*THE PROBLEM*:
Write out the listing beneath this instruction in its entirety, exactly as it reads.
>> Start RAW DATA
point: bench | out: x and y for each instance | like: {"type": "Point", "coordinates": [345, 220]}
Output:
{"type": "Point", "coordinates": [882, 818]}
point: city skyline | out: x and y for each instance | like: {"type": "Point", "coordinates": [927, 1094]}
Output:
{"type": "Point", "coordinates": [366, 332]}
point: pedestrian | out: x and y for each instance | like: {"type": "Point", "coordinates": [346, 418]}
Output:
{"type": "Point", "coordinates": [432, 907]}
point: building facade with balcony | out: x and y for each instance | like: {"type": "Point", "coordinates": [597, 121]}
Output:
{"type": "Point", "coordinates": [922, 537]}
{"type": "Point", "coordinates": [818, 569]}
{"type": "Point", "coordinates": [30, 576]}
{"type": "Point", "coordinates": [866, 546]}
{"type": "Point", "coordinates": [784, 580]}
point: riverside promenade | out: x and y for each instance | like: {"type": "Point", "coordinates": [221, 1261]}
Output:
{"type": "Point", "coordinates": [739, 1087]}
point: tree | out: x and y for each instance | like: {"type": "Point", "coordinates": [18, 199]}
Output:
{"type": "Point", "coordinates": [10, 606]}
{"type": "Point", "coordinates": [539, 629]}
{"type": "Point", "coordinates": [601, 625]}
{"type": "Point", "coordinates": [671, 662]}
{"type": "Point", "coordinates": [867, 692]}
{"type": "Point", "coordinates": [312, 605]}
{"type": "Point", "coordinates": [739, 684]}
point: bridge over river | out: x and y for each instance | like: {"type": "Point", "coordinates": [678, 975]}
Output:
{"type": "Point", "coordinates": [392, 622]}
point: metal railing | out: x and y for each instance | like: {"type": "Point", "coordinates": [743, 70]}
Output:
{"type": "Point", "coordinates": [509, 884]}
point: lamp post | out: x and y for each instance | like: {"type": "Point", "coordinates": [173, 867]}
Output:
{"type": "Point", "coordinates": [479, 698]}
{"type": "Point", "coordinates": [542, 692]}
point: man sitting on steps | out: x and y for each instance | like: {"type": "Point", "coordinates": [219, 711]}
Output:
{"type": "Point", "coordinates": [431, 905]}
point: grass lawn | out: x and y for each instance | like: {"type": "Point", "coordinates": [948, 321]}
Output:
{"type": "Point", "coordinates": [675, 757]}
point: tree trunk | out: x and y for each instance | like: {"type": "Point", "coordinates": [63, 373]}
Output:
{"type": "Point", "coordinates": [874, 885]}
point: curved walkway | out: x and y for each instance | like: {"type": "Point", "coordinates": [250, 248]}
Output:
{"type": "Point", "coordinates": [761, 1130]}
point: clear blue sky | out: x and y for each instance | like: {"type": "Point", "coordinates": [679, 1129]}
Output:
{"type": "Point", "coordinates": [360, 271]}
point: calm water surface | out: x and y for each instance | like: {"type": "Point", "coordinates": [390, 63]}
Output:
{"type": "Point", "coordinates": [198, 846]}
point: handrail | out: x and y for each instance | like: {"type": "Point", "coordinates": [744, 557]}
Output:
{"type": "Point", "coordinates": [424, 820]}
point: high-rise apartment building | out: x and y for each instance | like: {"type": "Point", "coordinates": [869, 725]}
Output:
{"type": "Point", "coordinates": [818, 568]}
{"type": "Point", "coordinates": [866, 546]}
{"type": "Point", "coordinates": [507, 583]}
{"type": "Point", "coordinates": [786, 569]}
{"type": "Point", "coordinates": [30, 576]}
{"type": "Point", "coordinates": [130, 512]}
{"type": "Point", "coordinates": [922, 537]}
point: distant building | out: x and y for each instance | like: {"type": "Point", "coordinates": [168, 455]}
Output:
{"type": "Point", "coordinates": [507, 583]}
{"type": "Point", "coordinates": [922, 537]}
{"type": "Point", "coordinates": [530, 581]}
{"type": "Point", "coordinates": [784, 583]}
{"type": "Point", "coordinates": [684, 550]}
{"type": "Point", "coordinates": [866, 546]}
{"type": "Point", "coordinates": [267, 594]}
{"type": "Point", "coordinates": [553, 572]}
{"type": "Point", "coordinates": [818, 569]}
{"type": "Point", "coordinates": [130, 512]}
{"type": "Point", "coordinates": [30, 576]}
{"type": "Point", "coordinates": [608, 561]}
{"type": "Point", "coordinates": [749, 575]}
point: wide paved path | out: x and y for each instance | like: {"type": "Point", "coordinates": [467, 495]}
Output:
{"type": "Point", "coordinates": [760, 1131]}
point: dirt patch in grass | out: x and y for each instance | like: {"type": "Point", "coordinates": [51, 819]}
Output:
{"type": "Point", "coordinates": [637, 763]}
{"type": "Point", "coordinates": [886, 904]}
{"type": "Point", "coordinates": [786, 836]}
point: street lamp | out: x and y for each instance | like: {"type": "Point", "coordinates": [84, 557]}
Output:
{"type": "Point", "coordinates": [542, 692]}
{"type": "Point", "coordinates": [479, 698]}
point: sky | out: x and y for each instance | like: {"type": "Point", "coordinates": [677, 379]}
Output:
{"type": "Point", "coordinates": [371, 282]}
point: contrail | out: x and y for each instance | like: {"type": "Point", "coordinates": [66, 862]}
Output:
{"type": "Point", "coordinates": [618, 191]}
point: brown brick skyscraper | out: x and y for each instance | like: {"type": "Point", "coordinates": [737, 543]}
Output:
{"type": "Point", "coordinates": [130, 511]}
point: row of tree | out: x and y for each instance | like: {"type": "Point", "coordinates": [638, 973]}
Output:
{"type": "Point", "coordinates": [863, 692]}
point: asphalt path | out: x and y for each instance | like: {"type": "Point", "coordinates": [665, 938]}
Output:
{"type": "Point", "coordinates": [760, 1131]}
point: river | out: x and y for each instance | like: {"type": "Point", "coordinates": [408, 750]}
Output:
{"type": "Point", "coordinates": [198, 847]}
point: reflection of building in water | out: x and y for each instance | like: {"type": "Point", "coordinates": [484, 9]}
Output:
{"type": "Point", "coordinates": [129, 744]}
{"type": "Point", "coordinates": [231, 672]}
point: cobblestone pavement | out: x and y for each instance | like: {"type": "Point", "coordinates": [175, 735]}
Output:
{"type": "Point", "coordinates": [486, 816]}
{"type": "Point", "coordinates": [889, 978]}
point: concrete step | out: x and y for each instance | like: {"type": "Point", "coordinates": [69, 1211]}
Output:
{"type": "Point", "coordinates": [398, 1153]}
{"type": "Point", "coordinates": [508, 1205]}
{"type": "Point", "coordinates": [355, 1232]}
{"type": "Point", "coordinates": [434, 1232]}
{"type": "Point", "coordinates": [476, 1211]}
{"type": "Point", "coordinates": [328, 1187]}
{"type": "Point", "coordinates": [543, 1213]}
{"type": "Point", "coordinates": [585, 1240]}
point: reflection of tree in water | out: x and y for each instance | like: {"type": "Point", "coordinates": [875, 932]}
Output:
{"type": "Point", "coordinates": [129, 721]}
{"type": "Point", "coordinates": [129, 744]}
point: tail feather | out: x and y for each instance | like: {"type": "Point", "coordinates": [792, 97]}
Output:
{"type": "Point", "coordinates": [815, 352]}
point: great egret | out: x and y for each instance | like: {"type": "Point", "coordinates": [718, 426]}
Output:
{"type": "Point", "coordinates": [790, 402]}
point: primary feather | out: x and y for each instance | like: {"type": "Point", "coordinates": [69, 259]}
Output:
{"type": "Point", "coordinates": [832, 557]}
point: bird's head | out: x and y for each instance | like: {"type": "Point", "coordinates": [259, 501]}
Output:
>> End RAW DATA
*SOLUTION TO THE PROBLEM*:
point: bench | out: x and y for each instance | like: {"type": "Point", "coordinates": [345, 220]}
Output:
{"type": "Point", "coordinates": [882, 818]}
point: city skyline | out: x and y for each instance | like: {"type": "Point", "coordinates": [927, 1094]}
Output:
{"type": "Point", "coordinates": [366, 332]}
point: pedestrian | out: x and y for each instance | like: {"type": "Point", "coordinates": [346, 418]}
Output:
{"type": "Point", "coordinates": [432, 907]}
point: building facade with balcony | out: x and y for each instance | like: {"type": "Point", "coordinates": [597, 121]}
Output:
{"type": "Point", "coordinates": [922, 537]}
{"type": "Point", "coordinates": [818, 569]}
{"type": "Point", "coordinates": [30, 576]}
{"type": "Point", "coordinates": [866, 546]}
{"type": "Point", "coordinates": [784, 580]}
point: riverside promenade | out: x and y for each instance | like: {"type": "Point", "coordinates": [221, 1261]}
Output:
{"type": "Point", "coordinates": [739, 1087]}
point: tree | out: x and y for each instance | like: {"type": "Point", "coordinates": [18, 199]}
Output:
{"type": "Point", "coordinates": [10, 606]}
{"type": "Point", "coordinates": [539, 629]}
{"type": "Point", "coordinates": [601, 625]}
{"type": "Point", "coordinates": [671, 662]}
{"type": "Point", "coordinates": [867, 692]}
{"type": "Point", "coordinates": [312, 605]}
{"type": "Point", "coordinates": [739, 684]}
point: bridge over river | out: x and y for each instance | like: {"type": "Point", "coordinates": [678, 975]}
Output:
{"type": "Point", "coordinates": [392, 622]}
point: metal railing | out: x and y for each instance | like: {"type": "Point", "coordinates": [743, 70]}
Output:
{"type": "Point", "coordinates": [509, 884]}
point: lamp post | out: x and y for each instance | like: {"type": "Point", "coordinates": [173, 867]}
Output:
{"type": "Point", "coordinates": [479, 698]}
{"type": "Point", "coordinates": [542, 692]}
point: man sitting on steps | out: x and y for each instance | like: {"type": "Point", "coordinates": [219, 711]}
Output:
{"type": "Point", "coordinates": [431, 905]}
point: grass lawn | out: x and y for each instance | like: {"type": "Point", "coordinates": [948, 321]}
Output:
{"type": "Point", "coordinates": [675, 757]}
point: tree trunk | out: x and y for each instance | like: {"type": "Point", "coordinates": [63, 373]}
Output:
{"type": "Point", "coordinates": [874, 885]}
point: curved walkway | out: x and y for each instance | like: {"type": "Point", "coordinates": [250, 248]}
Output:
{"type": "Point", "coordinates": [761, 1130]}
point: clear blue sky | out: x and y for each instance | like: {"type": "Point", "coordinates": [679, 1129]}
Output:
{"type": "Point", "coordinates": [360, 271]}
point: calm water surface | out: x and y for each instance | like: {"type": "Point", "coordinates": [390, 63]}
Output:
{"type": "Point", "coordinates": [198, 846]}
point: handrail | out: x and y for each instance | like: {"type": "Point", "coordinates": [744, 557]}
Output:
{"type": "Point", "coordinates": [424, 820]}
point: high-rise apartment building | out: x and y for each instance | like: {"type": "Point", "coordinates": [869, 725]}
Output:
{"type": "Point", "coordinates": [818, 568]}
{"type": "Point", "coordinates": [866, 546]}
{"type": "Point", "coordinates": [507, 583]}
{"type": "Point", "coordinates": [786, 569]}
{"type": "Point", "coordinates": [30, 576]}
{"type": "Point", "coordinates": [130, 512]}
{"type": "Point", "coordinates": [922, 537]}
point: distant building | out: x and y for each instance | like: {"type": "Point", "coordinates": [168, 455]}
Output:
{"type": "Point", "coordinates": [507, 583]}
{"type": "Point", "coordinates": [922, 537]}
{"type": "Point", "coordinates": [530, 581]}
{"type": "Point", "coordinates": [784, 583]}
{"type": "Point", "coordinates": [684, 550]}
{"type": "Point", "coordinates": [866, 546]}
{"type": "Point", "coordinates": [267, 594]}
{"type": "Point", "coordinates": [553, 572]}
{"type": "Point", "coordinates": [818, 569]}
{"type": "Point", "coordinates": [130, 512]}
{"type": "Point", "coordinates": [30, 576]}
{"type": "Point", "coordinates": [608, 561]}
{"type": "Point", "coordinates": [749, 575]}
point: wide paved path | out: x and y for each instance | like: {"type": "Point", "coordinates": [467, 495]}
Output:
{"type": "Point", "coordinates": [760, 1131]}
point: dirt patch in grass | out: x and y for each instance | like: {"type": "Point", "coordinates": [51, 819]}
Output:
{"type": "Point", "coordinates": [637, 763]}
{"type": "Point", "coordinates": [886, 904]}
{"type": "Point", "coordinates": [786, 836]}
point: street lamp | out: x and y for each instance | like: {"type": "Point", "coordinates": [84, 557]}
Output:
{"type": "Point", "coordinates": [542, 692]}
{"type": "Point", "coordinates": [479, 698]}
point: sky | out: x and y for each instance | like: {"type": "Point", "coordinates": [677, 379]}
Output:
{"type": "Point", "coordinates": [371, 282]}
point: contrail | out: x and y for each instance | like: {"type": "Point", "coordinates": [66, 862]}
Output:
{"type": "Point", "coordinates": [618, 191]}
point: brown brick skyscraper | out: x and y for each instance | like: {"type": "Point", "coordinates": [737, 543]}
Output:
{"type": "Point", "coordinates": [130, 511]}
point: row of tree | out: x and y for each instance | like: {"type": "Point", "coordinates": [638, 973]}
Output:
{"type": "Point", "coordinates": [863, 692]}
point: asphalt path | out: x and y for each instance | like: {"type": "Point", "coordinates": [665, 938]}
Output:
{"type": "Point", "coordinates": [760, 1131]}
point: river | out: x and y for each instance | like: {"type": "Point", "coordinates": [408, 750]}
Output:
{"type": "Point", "coordinates": [198, 847]}
point: reflection of building in water | out: x and y for each instance | like: {"type": "Point", "coordinates": [484, 9]}
Output:
{"type": "Point", "coordinates": [129, 744]}
{"type": "Point", "coordinates": [231, 672]}
point: cobblestone pavement | out: x and y for each instance | like: {"type": "Point", "coordinates": [175, 735]}
Output:
{"type": "Point", "coordinates": [486, 816]}
{"type": "Point", "coordinates": [889, 978]}
point: concrete step | out: x and y for each instance | like: {"type": "Point", "coordinates": [69, 1211]}
Output:
{"type": "Point", "coordinates": [398, 1153]}
{"type": "Point", "coordinates": [508, 1205]}
{"type": "Point", "coordinates": [355, 1232]}
{"type": "Point", "coordinates": [434, 1232]}
{"type": "Point", "coordinates": [476, 1211]}
{"type": "Point", "coordinates": [328, 1187]}
{"type": "Point", "coordinates": [543, 1213]}
{"type": "Point", "coordinates": [585, 1240]}
point: reflection of tree in water | out: x and y for each instance | like: {"type": "Point", "coordinates": [875, 932]}
Output:
{"type": "Point", "coordinates": [129, 721]}
{"type": "Point", "coordinates": [129, 744]}
point: tail feather | out: x and y for each instance | like: {"type": "Point", "coordinates": [792, 97]}
Output:
{"type": "Point", "coordinates": [815, 352]}
point: great egret | out: x and y for each instance | like: {"type": "Point", "coordinates": [718, 426]}
Output:
{"type": "Point", "coordinates": [790, 402]}
point: primary feather | out: x and y for each instance | like: {"type": "Point", "coordinates": [69, 259]}
Output:
{"type": "Point", "coordinates": [832, 557]}
point: bird's head | out: x and y for each instance | like: {"type": "Point", "coordinates": [259, 501]}
Output:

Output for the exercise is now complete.